[Short task] Copy out the lines from the line with "Target: beach grass" to the line with "M5 195L1 254L237 251L207 195L167 171L51 170Z", switching "beach grass" to "dune grass" and leaving everything else unchanged.

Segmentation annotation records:
[start]
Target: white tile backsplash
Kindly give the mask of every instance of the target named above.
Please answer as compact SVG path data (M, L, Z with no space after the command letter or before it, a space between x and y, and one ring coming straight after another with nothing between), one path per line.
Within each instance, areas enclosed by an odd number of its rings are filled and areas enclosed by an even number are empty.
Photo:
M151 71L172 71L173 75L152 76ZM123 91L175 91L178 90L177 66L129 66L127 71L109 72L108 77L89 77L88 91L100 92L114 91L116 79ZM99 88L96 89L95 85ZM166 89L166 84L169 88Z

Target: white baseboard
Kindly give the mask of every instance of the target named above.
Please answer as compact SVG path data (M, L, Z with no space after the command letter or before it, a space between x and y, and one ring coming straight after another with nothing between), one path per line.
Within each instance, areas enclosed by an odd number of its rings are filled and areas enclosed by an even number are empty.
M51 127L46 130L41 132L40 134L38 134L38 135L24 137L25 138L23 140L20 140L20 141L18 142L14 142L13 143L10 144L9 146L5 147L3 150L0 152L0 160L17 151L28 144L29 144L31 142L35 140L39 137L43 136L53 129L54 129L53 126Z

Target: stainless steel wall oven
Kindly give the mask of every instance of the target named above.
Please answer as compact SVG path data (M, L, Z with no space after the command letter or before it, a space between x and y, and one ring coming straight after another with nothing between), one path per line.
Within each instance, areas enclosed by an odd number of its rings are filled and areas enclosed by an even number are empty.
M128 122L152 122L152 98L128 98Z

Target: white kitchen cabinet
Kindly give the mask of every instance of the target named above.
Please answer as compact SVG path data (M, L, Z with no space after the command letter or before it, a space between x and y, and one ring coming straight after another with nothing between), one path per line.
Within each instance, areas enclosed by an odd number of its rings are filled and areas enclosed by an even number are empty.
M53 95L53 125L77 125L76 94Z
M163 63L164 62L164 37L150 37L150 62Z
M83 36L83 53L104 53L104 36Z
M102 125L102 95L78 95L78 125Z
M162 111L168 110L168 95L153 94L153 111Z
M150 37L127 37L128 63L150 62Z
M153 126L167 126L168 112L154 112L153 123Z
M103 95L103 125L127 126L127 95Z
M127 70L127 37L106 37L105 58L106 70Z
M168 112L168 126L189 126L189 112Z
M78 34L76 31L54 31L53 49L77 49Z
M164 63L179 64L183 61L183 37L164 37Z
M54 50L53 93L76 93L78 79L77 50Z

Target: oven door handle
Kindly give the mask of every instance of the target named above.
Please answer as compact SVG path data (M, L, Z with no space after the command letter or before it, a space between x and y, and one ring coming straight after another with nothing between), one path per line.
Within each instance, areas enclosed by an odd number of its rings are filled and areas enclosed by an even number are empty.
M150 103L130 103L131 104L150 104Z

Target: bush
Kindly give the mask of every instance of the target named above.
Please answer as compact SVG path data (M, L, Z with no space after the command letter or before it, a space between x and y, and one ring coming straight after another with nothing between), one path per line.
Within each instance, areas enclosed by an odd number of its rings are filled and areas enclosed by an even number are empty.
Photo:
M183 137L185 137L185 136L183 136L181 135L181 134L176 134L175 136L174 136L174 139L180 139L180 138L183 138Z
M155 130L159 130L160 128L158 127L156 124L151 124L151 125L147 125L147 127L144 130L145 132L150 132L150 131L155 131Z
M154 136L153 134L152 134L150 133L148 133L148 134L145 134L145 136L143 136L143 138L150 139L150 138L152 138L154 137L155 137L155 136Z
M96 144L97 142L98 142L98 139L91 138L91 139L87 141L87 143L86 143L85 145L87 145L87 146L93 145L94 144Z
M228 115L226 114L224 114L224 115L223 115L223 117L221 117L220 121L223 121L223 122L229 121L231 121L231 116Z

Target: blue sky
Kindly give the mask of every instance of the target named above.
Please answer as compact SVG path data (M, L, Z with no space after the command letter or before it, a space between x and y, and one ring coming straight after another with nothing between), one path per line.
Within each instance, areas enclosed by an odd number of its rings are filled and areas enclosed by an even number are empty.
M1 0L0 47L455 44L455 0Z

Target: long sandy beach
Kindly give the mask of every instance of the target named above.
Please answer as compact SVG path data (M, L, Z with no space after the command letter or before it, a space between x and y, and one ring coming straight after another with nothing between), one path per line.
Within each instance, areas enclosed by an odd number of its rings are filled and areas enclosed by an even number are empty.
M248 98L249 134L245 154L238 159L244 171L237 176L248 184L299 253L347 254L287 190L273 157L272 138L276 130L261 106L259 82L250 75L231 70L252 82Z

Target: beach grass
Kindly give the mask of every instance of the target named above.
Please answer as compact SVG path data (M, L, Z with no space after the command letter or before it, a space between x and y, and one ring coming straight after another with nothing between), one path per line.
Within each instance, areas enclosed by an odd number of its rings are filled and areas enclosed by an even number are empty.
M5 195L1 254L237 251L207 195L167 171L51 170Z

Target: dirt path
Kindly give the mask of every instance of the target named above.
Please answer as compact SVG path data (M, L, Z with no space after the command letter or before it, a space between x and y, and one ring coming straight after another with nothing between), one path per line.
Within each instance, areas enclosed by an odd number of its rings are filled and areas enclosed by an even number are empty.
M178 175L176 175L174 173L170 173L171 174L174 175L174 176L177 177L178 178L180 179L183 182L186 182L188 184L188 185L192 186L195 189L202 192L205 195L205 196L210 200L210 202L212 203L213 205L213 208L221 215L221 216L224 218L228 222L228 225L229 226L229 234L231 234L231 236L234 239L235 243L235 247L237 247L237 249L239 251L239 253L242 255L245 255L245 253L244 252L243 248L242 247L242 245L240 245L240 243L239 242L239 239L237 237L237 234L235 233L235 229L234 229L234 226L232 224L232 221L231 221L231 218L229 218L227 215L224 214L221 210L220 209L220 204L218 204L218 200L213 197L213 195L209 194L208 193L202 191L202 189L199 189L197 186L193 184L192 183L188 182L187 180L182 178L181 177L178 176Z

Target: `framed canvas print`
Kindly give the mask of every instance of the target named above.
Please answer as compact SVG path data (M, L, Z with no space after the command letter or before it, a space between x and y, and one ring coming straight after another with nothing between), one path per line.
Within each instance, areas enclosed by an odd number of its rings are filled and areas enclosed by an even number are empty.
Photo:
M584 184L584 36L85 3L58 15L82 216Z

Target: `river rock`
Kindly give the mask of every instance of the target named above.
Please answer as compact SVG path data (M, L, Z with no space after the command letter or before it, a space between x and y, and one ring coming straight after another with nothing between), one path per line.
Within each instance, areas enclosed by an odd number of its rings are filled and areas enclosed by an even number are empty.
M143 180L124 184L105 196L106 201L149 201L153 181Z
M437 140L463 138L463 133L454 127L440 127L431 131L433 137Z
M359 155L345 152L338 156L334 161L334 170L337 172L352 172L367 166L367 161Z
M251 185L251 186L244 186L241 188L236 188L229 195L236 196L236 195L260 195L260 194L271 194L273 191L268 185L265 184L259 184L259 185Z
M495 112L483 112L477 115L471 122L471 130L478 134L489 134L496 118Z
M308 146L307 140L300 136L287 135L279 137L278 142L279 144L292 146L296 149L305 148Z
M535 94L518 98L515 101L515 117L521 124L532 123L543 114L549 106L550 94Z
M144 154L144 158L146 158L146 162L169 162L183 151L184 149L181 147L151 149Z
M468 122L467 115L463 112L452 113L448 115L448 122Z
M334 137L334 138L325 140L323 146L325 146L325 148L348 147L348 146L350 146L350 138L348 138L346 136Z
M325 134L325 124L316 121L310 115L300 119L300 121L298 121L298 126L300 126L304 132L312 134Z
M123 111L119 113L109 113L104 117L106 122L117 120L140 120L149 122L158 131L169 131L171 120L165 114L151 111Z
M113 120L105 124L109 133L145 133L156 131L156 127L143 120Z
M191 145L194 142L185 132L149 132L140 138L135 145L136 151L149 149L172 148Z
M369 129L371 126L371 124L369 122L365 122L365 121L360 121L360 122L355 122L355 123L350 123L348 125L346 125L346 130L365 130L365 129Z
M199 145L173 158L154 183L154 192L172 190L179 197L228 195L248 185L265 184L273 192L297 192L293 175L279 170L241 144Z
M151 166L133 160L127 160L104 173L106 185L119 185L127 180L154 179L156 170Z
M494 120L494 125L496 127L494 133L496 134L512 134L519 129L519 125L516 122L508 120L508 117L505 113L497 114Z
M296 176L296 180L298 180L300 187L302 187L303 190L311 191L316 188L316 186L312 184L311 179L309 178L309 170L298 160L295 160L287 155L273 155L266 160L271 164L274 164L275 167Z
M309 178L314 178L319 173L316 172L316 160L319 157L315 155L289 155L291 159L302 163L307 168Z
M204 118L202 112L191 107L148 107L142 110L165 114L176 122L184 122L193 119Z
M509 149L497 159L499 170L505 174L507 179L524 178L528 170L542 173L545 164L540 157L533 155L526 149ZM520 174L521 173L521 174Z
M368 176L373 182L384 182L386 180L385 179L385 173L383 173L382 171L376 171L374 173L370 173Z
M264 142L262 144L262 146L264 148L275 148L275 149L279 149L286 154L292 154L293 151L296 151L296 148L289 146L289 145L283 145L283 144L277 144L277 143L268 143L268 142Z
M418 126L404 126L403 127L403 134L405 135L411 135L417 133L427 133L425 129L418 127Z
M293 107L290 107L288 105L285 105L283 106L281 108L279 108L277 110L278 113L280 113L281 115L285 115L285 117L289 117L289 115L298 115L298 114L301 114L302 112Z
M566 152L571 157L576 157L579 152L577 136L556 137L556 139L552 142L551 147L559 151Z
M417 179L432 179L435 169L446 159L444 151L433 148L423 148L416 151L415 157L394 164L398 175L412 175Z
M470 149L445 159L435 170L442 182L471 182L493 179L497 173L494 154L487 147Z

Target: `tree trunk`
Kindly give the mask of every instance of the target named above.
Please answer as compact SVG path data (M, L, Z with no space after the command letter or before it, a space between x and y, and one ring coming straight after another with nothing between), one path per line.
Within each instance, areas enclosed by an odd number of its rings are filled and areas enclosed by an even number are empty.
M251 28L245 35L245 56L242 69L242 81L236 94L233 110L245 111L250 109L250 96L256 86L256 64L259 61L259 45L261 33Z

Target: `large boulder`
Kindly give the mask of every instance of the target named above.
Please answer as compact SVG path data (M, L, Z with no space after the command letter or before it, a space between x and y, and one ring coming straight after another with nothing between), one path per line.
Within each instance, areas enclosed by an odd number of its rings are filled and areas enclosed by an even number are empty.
[end]
[Solution to this task]
Target: dune grass
Kindly give the mask of every instance of the target named above.
Please answer as compact SVG path data (M, L, Z with no space after the command letter or before it, a space between x and y, and one ring coming straight after another with nothing between), one path per line.
Within each instance, areas enclosed by an odd number of its rings are filled and areas enclosed by an even number are empty.
M5 195L1 254L237 251L207 195L167 171L51 170Z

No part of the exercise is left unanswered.